> [WORK TO COMPLETE]
Return every line in the records that contains the string "blue".
___
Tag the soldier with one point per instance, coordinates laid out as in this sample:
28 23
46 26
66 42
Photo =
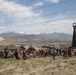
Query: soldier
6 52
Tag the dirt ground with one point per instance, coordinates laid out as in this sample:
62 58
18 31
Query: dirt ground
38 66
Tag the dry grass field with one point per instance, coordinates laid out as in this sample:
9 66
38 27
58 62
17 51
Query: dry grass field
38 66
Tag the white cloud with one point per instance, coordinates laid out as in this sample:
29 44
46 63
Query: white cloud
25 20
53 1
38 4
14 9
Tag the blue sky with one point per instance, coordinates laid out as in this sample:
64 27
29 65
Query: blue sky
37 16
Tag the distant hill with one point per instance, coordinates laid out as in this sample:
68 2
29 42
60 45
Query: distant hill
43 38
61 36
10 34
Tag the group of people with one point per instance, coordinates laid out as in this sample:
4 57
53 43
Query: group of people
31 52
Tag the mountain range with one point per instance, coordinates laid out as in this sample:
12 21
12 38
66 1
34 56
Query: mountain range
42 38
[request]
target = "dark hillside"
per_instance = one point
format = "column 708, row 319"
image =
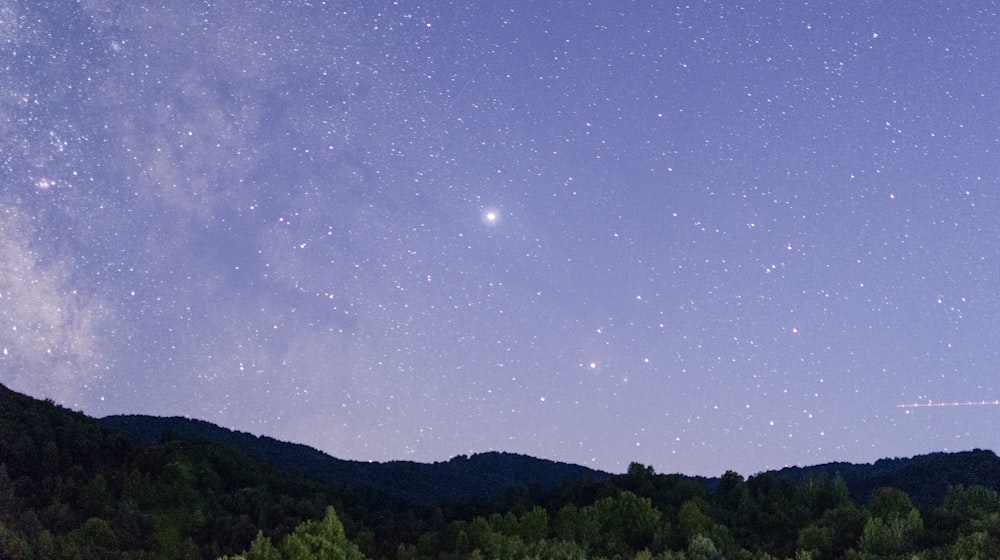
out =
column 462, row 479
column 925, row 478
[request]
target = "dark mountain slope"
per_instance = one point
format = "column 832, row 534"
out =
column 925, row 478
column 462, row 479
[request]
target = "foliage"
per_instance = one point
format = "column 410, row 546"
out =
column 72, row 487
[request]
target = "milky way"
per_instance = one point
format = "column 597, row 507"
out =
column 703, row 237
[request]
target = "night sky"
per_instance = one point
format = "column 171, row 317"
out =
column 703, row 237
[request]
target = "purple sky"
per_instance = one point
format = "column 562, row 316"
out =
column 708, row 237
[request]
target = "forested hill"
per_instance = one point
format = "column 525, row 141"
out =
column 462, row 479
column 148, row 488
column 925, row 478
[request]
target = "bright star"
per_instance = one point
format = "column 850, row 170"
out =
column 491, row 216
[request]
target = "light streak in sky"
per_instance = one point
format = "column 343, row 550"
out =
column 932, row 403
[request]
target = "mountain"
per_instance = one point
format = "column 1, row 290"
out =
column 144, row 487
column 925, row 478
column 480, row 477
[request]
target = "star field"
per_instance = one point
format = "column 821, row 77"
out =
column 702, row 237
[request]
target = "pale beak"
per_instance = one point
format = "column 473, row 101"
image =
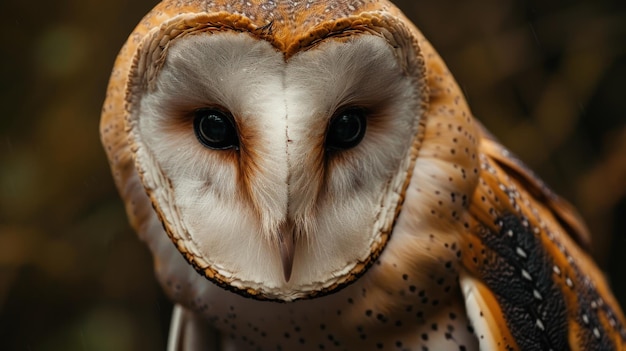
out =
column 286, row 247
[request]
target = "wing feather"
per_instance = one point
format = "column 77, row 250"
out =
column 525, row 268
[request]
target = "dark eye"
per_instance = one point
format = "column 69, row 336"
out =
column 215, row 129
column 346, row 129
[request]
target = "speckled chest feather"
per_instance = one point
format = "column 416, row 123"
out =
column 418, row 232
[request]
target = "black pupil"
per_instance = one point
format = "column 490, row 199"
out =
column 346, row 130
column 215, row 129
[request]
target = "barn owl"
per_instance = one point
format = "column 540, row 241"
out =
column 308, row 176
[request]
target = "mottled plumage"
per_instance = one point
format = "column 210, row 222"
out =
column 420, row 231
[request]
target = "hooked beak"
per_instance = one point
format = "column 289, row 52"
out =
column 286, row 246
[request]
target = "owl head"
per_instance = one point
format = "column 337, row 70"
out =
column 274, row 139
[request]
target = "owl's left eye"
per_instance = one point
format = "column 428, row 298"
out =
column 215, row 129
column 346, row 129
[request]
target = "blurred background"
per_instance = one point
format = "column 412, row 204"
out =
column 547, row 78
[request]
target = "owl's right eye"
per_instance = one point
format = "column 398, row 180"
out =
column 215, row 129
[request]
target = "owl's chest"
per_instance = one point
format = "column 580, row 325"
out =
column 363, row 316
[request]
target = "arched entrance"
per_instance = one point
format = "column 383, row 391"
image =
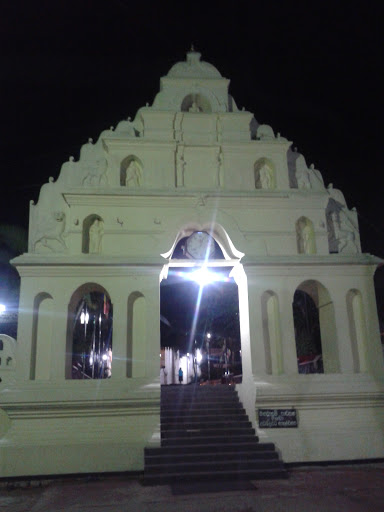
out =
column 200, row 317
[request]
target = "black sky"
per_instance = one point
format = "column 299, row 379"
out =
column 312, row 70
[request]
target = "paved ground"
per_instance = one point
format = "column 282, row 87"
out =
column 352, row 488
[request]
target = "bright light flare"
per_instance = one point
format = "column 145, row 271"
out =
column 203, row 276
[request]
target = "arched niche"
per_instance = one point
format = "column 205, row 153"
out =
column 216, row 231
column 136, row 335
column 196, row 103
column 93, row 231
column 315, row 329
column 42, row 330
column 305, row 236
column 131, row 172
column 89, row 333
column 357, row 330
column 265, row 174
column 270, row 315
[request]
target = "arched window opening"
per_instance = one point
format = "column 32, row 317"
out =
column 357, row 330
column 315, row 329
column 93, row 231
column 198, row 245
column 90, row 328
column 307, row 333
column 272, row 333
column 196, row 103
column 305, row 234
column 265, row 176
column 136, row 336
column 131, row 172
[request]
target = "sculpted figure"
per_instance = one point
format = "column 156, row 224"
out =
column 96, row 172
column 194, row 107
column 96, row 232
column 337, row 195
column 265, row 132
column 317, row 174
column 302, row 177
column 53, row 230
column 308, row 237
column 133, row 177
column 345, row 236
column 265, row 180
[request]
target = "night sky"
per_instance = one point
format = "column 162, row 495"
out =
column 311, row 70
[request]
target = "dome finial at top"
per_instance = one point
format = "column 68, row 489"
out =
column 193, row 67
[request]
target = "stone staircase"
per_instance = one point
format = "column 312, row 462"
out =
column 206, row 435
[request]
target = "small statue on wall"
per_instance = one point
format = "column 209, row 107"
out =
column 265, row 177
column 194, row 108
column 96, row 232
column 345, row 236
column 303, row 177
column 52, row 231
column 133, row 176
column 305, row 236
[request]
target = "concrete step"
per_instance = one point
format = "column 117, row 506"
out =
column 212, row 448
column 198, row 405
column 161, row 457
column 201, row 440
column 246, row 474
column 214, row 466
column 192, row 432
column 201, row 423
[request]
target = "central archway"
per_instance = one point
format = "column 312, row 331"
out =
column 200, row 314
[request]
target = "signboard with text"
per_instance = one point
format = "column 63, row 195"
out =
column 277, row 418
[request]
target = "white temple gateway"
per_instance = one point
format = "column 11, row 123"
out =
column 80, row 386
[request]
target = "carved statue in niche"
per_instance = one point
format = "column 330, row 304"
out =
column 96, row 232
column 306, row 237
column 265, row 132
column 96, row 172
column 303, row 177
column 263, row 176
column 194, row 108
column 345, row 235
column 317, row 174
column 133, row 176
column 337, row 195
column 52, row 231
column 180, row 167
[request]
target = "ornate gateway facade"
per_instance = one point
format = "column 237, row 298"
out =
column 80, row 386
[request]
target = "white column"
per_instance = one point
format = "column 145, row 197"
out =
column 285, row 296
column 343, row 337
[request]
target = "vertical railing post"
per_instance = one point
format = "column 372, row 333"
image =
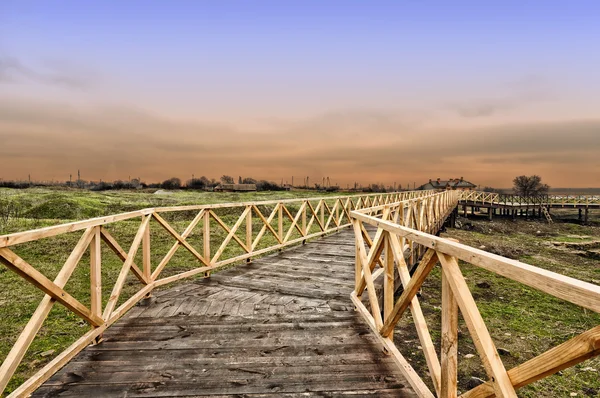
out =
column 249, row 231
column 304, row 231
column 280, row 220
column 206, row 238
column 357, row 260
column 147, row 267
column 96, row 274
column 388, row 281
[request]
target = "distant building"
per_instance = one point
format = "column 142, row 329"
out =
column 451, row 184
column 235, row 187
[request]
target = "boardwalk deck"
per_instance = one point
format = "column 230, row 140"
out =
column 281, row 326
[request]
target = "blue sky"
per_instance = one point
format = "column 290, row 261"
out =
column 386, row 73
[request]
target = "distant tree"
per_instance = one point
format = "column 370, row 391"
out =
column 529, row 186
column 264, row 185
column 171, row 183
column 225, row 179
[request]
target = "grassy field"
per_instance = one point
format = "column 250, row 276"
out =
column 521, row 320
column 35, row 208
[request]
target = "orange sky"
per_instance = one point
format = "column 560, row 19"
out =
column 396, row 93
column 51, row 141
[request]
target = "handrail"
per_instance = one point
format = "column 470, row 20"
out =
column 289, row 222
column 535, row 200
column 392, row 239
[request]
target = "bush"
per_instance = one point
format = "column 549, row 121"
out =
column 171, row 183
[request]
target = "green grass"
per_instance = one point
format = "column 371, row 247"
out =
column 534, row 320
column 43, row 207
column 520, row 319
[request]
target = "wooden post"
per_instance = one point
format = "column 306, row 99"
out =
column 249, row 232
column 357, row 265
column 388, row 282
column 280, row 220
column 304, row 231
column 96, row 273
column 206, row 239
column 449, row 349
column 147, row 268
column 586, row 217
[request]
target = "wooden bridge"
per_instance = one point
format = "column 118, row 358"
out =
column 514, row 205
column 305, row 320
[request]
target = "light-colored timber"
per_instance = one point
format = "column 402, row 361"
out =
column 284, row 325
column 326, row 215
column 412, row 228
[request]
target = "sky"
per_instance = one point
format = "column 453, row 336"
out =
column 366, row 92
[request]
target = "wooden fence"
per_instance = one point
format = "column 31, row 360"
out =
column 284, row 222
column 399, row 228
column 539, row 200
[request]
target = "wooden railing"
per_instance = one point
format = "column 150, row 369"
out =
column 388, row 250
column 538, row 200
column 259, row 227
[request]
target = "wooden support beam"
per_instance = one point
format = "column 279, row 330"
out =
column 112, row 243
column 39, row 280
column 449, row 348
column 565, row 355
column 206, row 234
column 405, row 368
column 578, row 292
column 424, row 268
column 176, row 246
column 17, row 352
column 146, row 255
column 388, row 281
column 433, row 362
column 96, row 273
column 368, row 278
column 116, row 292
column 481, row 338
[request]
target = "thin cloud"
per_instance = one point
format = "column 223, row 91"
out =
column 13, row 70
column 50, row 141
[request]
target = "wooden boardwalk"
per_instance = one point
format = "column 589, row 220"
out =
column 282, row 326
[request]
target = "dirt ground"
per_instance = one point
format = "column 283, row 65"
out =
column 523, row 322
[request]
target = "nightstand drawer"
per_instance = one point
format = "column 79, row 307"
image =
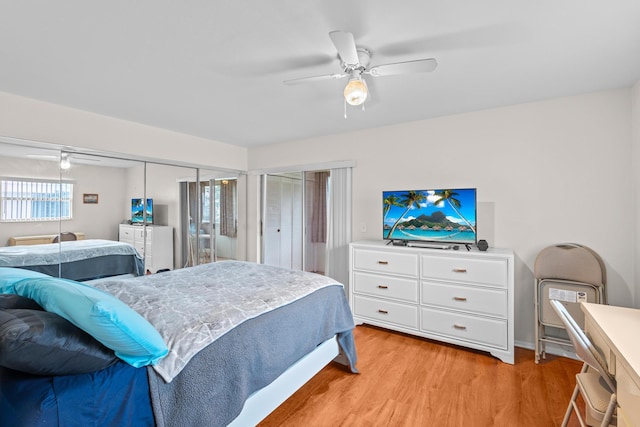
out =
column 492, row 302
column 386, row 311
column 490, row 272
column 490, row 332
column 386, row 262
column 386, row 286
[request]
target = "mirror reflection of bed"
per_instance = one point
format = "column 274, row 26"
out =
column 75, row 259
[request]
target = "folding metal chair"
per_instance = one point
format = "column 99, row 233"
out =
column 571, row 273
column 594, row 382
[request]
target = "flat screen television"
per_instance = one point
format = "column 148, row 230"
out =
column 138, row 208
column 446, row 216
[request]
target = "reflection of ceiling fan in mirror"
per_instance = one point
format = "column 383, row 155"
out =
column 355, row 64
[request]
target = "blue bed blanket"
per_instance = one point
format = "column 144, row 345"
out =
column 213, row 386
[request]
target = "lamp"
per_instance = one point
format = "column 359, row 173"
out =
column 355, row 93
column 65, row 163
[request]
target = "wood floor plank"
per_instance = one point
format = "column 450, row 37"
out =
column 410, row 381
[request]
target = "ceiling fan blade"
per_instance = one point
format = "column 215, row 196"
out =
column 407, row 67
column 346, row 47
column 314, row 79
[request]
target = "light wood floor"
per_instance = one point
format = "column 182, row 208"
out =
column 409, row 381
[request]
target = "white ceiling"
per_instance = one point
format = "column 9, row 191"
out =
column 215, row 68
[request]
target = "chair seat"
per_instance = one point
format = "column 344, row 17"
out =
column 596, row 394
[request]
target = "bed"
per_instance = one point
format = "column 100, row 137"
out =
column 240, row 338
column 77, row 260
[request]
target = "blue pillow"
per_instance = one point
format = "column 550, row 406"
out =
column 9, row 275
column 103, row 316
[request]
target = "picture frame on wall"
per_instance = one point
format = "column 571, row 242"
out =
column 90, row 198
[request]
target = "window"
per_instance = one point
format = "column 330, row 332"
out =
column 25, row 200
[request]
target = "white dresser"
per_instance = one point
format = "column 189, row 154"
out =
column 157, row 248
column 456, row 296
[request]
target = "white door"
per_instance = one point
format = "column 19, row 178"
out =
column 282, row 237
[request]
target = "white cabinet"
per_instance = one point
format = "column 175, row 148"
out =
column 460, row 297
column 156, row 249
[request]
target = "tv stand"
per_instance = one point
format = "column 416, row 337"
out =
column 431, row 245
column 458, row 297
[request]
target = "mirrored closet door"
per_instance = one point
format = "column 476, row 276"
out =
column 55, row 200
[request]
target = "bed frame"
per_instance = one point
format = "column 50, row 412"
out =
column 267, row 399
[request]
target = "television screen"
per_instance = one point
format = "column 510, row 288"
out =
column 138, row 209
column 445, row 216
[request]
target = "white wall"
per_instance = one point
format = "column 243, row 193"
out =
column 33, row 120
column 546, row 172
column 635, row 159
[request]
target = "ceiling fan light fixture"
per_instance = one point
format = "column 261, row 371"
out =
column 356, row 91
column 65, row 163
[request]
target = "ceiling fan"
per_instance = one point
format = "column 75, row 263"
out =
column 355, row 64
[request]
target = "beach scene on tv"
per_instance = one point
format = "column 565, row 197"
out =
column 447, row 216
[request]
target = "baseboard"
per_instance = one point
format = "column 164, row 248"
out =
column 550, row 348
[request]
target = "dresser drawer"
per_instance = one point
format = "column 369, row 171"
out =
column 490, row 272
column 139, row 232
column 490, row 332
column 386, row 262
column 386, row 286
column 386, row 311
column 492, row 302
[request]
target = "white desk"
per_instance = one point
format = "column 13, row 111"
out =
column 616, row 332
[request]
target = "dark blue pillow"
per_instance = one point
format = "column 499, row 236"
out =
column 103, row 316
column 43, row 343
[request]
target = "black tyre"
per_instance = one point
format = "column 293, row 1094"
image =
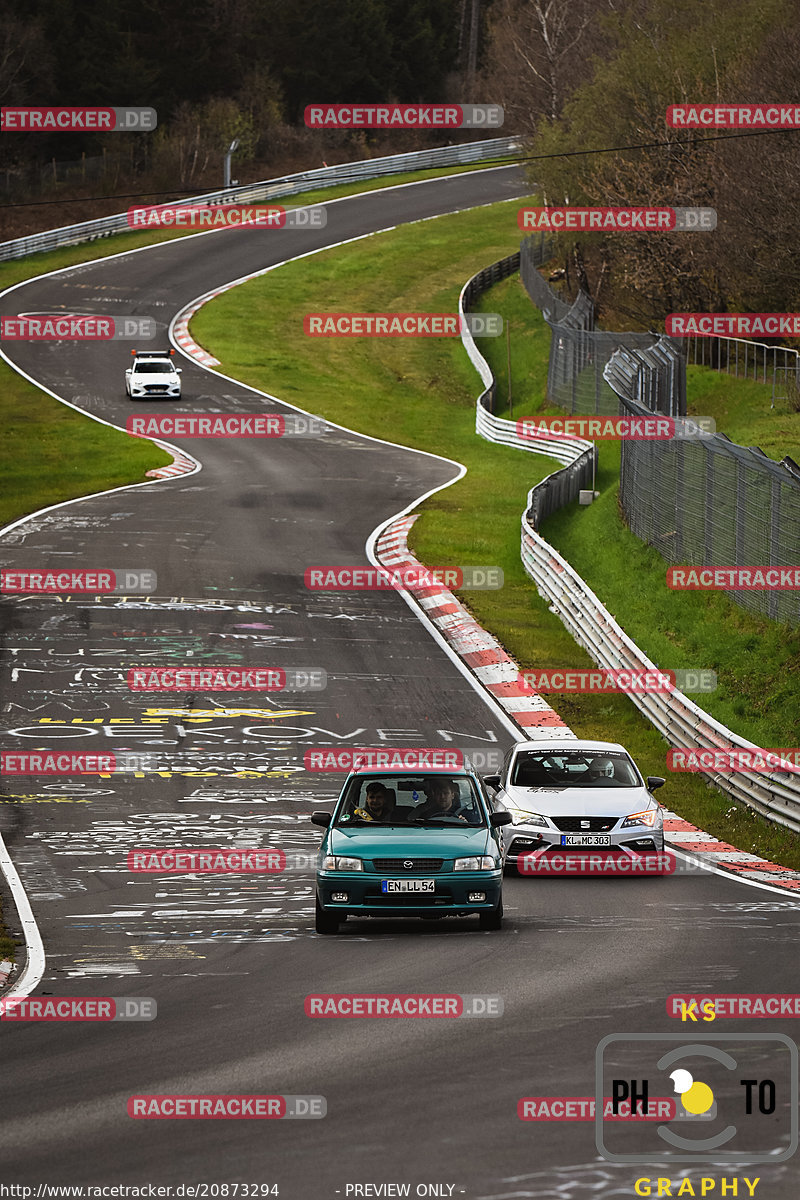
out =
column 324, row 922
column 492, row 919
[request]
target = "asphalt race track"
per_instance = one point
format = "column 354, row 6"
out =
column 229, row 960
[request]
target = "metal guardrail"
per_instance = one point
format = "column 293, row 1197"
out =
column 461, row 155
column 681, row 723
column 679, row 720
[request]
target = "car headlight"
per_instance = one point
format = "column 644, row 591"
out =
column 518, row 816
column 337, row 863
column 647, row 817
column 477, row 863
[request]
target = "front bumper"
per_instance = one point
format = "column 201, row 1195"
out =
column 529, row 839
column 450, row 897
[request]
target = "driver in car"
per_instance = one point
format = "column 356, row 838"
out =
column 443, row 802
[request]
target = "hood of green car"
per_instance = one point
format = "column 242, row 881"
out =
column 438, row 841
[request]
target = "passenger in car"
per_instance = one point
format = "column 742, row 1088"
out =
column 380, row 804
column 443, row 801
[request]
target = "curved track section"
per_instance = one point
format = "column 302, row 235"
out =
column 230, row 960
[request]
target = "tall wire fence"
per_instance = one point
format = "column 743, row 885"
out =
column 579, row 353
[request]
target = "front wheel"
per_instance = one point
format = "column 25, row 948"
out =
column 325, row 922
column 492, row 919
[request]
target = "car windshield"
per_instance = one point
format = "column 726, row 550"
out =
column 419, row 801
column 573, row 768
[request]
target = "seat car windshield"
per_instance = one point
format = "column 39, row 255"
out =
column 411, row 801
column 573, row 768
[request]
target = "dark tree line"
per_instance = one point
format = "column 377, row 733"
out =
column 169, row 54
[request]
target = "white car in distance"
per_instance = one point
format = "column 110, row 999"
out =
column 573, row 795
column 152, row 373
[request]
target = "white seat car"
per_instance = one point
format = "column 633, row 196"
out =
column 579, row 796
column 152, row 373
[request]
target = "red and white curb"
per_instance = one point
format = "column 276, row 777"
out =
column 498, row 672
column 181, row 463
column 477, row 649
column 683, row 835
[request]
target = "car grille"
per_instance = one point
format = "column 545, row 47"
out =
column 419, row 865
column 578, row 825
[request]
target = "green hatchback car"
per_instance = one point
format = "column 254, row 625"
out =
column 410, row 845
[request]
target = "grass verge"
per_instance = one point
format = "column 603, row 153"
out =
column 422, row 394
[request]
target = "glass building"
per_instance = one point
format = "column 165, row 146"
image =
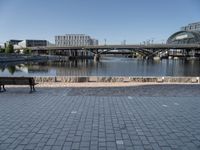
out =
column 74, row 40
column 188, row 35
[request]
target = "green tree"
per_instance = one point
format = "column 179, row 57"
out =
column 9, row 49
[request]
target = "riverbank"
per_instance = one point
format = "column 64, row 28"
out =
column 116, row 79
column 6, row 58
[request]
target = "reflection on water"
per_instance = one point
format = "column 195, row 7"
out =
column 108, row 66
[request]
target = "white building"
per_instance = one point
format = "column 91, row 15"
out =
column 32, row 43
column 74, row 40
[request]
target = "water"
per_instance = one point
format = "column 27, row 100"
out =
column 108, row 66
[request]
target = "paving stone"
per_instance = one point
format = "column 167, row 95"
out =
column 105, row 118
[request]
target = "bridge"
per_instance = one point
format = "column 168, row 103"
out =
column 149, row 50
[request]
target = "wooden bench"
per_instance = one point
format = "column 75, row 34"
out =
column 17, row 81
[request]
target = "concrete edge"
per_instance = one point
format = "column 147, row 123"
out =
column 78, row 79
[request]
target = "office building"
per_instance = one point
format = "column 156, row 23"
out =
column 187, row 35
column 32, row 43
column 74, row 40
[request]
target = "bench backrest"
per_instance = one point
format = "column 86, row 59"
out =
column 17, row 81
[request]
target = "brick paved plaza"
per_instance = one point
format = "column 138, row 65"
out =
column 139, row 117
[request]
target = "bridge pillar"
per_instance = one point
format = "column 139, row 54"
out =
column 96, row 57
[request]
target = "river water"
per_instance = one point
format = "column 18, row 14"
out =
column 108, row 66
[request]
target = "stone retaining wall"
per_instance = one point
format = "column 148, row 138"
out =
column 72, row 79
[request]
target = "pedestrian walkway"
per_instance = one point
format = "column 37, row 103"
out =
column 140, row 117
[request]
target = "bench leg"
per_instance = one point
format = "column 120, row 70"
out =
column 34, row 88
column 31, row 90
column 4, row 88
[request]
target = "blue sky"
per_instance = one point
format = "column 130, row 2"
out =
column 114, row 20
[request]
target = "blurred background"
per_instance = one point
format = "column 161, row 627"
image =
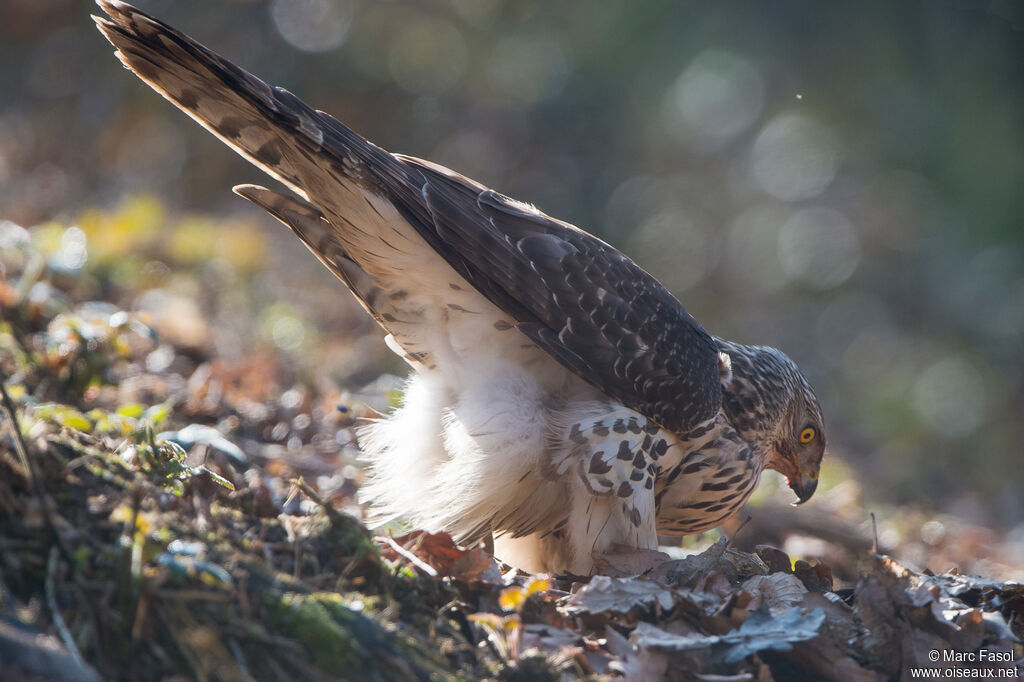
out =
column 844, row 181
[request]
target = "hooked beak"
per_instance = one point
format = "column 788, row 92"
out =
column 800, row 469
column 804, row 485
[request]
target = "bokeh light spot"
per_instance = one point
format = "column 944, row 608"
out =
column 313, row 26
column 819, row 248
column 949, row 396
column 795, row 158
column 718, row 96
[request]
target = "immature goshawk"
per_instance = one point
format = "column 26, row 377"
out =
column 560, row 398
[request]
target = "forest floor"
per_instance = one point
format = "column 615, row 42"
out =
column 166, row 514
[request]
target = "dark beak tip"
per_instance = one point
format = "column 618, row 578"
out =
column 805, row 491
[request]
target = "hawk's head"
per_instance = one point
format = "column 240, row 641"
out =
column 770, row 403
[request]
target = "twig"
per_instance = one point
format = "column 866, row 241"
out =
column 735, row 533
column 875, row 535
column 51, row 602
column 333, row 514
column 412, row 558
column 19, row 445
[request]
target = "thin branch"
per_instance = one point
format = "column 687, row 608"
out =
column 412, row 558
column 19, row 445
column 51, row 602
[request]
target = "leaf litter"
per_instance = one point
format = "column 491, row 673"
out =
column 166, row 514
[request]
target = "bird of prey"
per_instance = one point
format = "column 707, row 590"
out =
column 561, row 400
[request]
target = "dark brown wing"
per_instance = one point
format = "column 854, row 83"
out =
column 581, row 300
___
> [THE REPLY]
Tag the blue sky with one point per instance, coordinates laid out as in this sample:
Query: blue sky
target = "blue sky"
target = "blue bed blanket"
target = "blue pillow"
target = "dark blue pillow"
target = "blue sky"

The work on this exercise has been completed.